**PROBLEM**
Gather every line of the records that holds the word "yacht", matching case exactly.

[Records of labeled points]
****************
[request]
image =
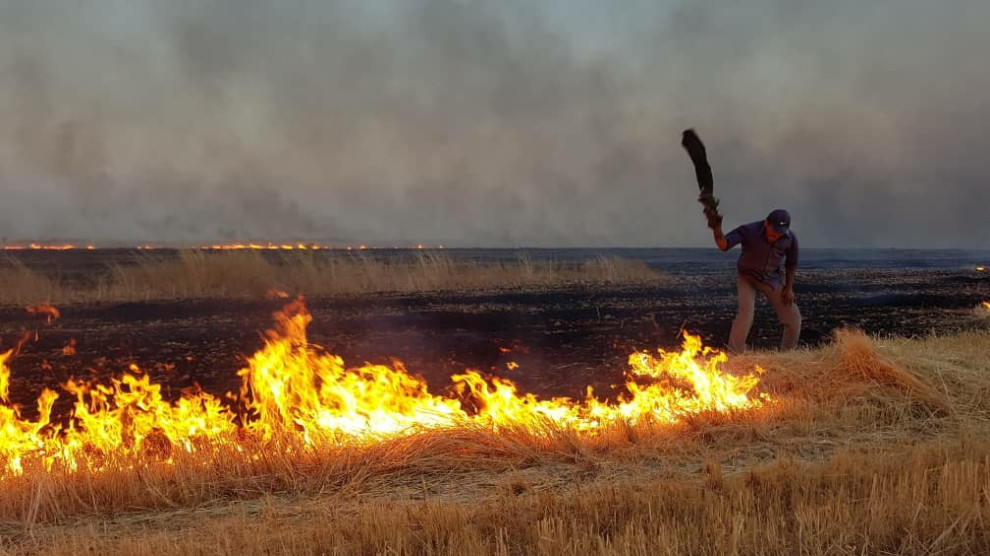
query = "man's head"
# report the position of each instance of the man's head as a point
(777, 224)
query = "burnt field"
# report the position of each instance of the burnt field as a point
(563, 338)
(857, 444)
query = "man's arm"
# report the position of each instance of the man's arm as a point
(790, 269)
(720, 240)
(729, 240)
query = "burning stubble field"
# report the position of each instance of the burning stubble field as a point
(181, 427)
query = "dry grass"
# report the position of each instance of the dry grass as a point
(245, 274)
(873, 446)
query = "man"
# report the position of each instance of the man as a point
(766, 265)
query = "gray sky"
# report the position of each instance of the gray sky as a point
(505, 123)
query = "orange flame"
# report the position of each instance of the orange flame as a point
(291, 387)
(44, 309)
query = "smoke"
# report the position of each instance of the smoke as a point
(495, 124)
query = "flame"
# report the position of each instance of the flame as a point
(44, 309)
(291, 387)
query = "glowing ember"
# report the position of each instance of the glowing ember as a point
(293, 389)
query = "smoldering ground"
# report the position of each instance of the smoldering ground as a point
(481, 123)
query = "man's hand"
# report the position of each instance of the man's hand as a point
(720, 240)
(788, 296)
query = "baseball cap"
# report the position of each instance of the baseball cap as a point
(780, 219)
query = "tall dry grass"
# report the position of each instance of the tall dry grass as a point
(872, 446)
(203, 274)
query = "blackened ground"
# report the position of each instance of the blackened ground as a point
(562, 339)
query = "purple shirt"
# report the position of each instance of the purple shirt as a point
(761, 259)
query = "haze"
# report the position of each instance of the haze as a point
(509, 123)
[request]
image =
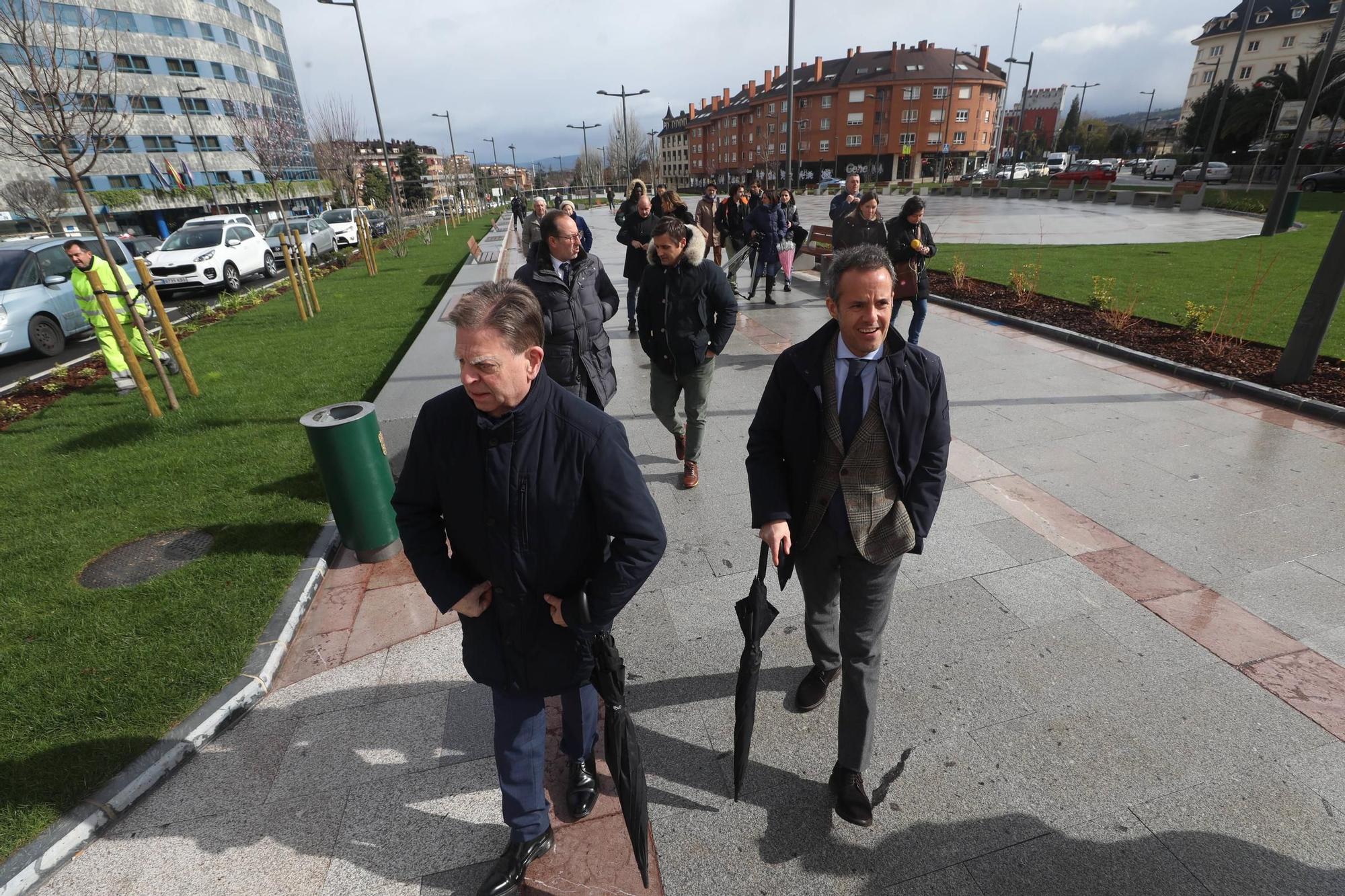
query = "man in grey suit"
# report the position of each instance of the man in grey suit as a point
(847, 463)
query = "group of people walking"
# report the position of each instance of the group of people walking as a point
(524, 510)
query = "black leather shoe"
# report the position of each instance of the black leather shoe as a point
(510, 868)
(583, 788)
(813, 689)
(852, 798)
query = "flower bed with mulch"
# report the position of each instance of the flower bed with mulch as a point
(1246, 360)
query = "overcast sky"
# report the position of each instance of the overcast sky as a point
(521, 72)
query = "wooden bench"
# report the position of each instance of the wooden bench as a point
(818, 245)
(481, 256)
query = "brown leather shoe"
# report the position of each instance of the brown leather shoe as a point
(691, 475)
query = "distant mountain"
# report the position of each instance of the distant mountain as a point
(1137, 119)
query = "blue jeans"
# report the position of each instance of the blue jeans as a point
(921, 307)
(521, 752)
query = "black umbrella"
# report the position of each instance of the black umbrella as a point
(623, 749)
(755, 616)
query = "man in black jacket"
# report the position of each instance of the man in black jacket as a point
(578, 298)
(847, 462)
(687, 315)
(541, 501)
(636, 235)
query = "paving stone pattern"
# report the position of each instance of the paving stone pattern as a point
(1097, 680)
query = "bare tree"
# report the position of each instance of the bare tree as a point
(337, 128)
(36, 200)
(59, 92)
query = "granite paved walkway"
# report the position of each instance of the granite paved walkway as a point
(1114, 670)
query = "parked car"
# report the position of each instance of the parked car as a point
(1215, 173)
(142, 247)
(1334, 181)
(1082, 171)
(219, 220)
(38, 307)
(212, 257)
(314, 233)
(1161, 170)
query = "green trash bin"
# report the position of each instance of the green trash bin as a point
(1286, 218)
(353, 462)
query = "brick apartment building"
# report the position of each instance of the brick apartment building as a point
(886, 115)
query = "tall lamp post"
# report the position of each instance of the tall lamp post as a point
(196, 142)
(584, 127)
(626, 130)
(1023, 108)
(492, 140)
(369, 69)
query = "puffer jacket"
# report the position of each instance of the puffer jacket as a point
(687, 310)
(579, 356)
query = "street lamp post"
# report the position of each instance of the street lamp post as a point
(1023, 108)
(583, 127)
(626, 130)
(369, 69)
(196, 142)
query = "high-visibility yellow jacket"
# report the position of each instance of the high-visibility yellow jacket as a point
(111, 283)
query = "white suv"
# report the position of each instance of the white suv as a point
(212, 256)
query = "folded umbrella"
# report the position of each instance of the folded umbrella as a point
(755, 616)
(623, 749)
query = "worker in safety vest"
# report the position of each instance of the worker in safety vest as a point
(114, 282)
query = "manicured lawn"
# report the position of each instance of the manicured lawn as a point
(92, 678)
(1165, 278)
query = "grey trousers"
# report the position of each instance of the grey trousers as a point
(665, 389)
(847, 603)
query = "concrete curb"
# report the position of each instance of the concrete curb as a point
(79, 826)
(1278, 397)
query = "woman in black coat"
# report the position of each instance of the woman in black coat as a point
(861, 227)
(903, 231)
(767, 229)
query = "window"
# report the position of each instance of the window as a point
(170, 28)
(147, 106)
(115, 21)
(131, 65)
(184, 68)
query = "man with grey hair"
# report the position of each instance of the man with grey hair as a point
(847, 463)
(492, 467)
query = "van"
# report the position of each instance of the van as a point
(1161, 170)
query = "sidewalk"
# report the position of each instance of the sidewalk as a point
(1114, 670)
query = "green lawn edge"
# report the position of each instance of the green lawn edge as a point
(91, 680)
(1164, 278)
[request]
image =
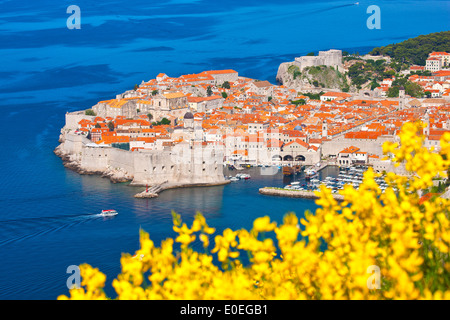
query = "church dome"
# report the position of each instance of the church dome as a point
(188, 115)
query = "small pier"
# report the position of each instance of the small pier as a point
(294, 193)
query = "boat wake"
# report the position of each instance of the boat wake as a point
(13, 231)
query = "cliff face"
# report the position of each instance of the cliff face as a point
(310, 78)
(175, 166)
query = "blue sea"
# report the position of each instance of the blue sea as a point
(48, 214)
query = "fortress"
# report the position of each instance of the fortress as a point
(330, 58)
(174, 166)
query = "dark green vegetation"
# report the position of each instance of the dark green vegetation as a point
(416, 50)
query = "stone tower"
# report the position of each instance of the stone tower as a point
(188, 120)
(325, 129)
(401, 97)
(426, 130)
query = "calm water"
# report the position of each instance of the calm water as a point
(47, 213)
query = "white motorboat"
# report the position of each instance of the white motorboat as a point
(109, 213)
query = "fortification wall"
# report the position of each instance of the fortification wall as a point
(372, 146)
(72, 119)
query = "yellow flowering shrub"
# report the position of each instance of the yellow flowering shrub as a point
(325, 255)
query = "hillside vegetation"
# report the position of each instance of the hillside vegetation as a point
(416, 50)
(320, 76)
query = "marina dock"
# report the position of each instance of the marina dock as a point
(294, 193)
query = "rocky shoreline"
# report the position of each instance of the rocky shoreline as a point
(153, 192)
(294, 194)
(70, 162)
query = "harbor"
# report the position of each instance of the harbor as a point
(311, 181)
(269, 191)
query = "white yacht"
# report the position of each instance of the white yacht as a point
(108, 213)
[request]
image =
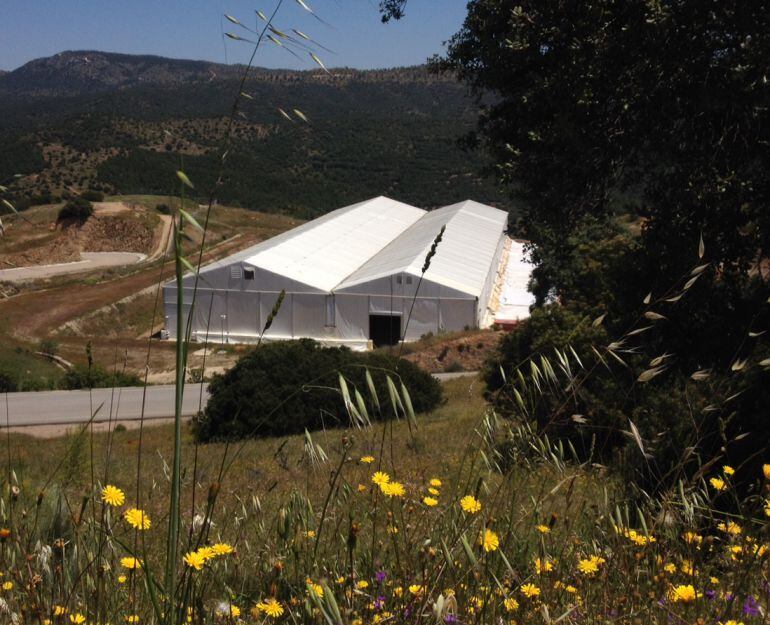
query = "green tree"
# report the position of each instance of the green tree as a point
(595, 103)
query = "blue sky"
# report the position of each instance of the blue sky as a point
(192, 29)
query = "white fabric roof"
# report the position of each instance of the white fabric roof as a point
(463, 258)
(515, 298)
(323, 252)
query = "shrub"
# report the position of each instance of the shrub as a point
(77, 210)
(49, 347)
(80, 376)
(287, 387)
(7, 383)
(92, 196)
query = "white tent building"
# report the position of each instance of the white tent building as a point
(351, 276)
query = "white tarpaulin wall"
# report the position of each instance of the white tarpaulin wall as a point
(342, 269)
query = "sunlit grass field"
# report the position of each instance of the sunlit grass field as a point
(391, 523)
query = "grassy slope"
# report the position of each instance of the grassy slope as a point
(267, 469)
(42, 310)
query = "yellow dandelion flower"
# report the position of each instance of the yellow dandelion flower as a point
(730, 528)
(393, 489)
(315, 589)
(684, 593)
(490, 541)
(271, 607)
(113, 496)
(207, 553)
(380, 478)
(588, 566)
(194, 560)
(717, 483)
(470, 504)
(138, 519)
(222, 549)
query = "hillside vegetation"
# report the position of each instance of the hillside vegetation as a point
(123, 124)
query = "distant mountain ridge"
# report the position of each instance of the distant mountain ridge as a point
(303, 142)
(78, 72)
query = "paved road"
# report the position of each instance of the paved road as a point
(69, 407)
(122, 404)
(91, 261)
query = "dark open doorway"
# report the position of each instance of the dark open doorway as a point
(384, 329)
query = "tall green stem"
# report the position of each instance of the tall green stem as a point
(174, 508)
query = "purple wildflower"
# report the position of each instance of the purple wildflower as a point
(750, 607)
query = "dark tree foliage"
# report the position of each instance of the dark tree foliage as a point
(665, 103)
(287, 387)
(392, 9)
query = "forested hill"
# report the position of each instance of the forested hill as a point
(123, 123)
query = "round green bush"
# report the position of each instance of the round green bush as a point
(92, 196)
(77, 210)
(288, 387)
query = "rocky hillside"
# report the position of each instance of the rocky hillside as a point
(305, 141)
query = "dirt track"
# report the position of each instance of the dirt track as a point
(91, 261)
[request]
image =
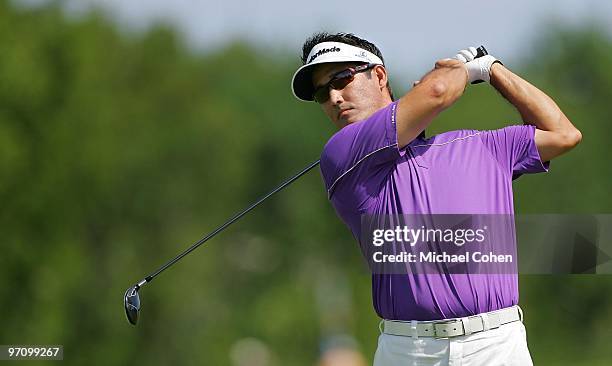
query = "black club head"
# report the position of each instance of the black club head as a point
(131, 301)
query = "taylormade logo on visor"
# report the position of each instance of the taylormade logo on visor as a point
(322, 52)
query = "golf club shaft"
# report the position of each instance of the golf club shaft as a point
(237, 216)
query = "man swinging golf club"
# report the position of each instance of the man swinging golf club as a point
(380, 162)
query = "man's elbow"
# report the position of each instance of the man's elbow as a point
(438, 93)
(571, 138)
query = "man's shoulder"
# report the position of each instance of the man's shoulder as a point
(452, 136)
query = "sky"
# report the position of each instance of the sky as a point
(411, 35)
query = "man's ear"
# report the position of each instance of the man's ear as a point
(381, 74)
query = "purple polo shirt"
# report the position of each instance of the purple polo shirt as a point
(457, 172)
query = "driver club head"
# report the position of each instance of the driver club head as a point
(131, 301)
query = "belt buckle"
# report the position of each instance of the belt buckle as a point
(438, 334)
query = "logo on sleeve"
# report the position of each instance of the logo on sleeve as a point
(322, 52)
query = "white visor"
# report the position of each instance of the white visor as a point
(327, 52)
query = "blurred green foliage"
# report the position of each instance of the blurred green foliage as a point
(117, 152)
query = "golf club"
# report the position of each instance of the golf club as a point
(131, 298)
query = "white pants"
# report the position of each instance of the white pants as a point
(506, 345)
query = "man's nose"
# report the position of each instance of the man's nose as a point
(335, 96)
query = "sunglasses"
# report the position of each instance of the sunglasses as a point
(339, 81)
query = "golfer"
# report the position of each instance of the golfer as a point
(380, 162)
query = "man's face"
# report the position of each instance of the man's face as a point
(358, 100)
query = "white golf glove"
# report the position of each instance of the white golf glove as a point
(479, 69)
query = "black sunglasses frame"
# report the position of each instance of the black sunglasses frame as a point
(339, 81)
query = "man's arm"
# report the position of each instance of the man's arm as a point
(436, 91)
(555, 134)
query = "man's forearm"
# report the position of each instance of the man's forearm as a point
(436, 91)
(555, 134)
(535, 107)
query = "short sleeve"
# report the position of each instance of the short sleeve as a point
(515, 150)
(355, 155)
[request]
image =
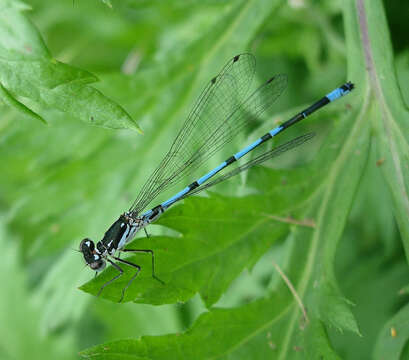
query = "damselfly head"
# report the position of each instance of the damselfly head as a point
(91, 257)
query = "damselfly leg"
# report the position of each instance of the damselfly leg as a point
(148, 251)
(129, 263)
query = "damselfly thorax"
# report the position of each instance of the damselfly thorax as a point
(222, 111)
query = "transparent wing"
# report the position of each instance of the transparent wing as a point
(218, 115)
(277, 151)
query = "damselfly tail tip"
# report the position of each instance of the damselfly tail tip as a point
(350, 85)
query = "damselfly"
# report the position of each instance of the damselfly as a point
(221, 112)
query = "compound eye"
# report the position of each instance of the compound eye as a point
(98, 265)
(87, 245)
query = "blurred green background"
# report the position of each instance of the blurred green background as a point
(68, 180)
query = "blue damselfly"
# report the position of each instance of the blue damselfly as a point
(221, 112)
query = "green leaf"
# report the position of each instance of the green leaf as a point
(28, 72)
(394, 336)
(389, 113)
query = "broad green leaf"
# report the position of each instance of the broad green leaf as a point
(389, 114)
(29, 74)
(21, 337)
(393, 337)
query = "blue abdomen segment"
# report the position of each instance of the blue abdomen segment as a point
(211, 173)
(341, 91)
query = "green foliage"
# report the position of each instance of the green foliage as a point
(333, 217)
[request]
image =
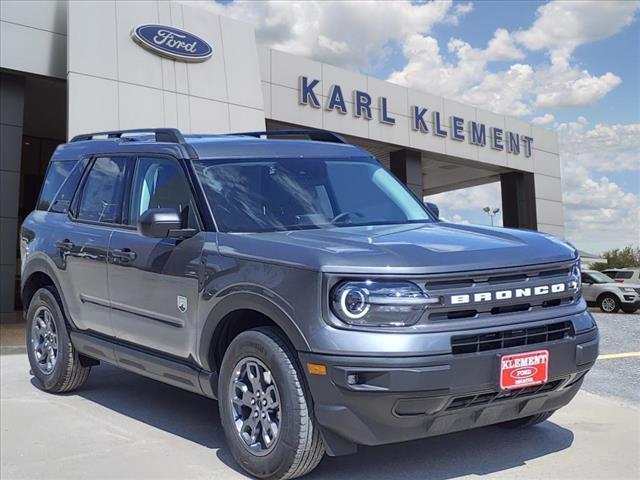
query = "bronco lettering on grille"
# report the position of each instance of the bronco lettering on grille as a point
(481, 297)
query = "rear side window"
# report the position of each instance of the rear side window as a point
(57, 174)
(63, 198)
(103, 191)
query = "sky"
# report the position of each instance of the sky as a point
(570, 66)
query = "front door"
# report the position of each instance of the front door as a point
(153, 283)
(83, 242)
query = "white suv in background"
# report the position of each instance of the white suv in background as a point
(624, 275)
(611, 296)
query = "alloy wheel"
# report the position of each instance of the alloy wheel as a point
(608, 304)
(44, 340)
(255, 405)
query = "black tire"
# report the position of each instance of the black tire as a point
(608, 303)
(67, 373)
(526, 422)
(298, 447)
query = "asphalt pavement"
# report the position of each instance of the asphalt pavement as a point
(122, 426)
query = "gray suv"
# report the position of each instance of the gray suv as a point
(302, 286)
(602, 291)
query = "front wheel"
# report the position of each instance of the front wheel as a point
(609, 303)
(54, 362)
(266, 415)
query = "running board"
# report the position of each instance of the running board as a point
(135, 360)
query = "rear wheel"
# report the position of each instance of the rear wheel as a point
(54, 362)
(266, 415)
(525, 422)
(609, 303)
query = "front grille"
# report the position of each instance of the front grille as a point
(484, 294)
(498, 396)
(462, 344)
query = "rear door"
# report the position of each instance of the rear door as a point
(153, 282)
(83, 241)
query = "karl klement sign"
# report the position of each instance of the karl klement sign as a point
(478, 133)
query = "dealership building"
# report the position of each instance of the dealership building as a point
(75, 67)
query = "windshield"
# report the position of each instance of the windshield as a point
(249, 195)
(599, 277)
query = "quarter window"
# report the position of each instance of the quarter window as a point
(160, 183)
(103, 191)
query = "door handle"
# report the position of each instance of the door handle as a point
(65, 244)
(125, 254)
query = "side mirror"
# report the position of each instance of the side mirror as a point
(161, 223)
(433, 208)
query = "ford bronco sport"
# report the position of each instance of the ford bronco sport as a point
(302, 286)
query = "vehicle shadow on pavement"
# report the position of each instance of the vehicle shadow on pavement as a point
(195, 418)
(475, 452)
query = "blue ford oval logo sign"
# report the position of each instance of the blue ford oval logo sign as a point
(172, 42)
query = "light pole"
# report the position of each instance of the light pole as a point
(491, 212)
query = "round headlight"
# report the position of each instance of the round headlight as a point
(379, 303)
(354, 302)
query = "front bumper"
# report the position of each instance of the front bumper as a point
(380, 400)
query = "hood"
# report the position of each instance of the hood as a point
(399, 249)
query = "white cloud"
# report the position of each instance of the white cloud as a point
(545, 119)
(458, 206)
(561, 26)
(599, 214)
(602, 148)
(521, 88)
(347, 34)
(570, 87)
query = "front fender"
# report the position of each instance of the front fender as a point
(42, 263)
(248, 301)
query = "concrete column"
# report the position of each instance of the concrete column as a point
(11, 122)
(407, 166)
(518, 200)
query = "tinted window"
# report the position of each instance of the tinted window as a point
(57, 173)
(160, 183)
(65, 194)
(103, 190)
(295, 193)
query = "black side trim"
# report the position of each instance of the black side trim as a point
(166, 370)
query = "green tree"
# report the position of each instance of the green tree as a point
(619, 258)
****************
**ANSWER TO THIS EXERCISE**
query = "white yacht"
# report the position of each instance of the white yacht as a point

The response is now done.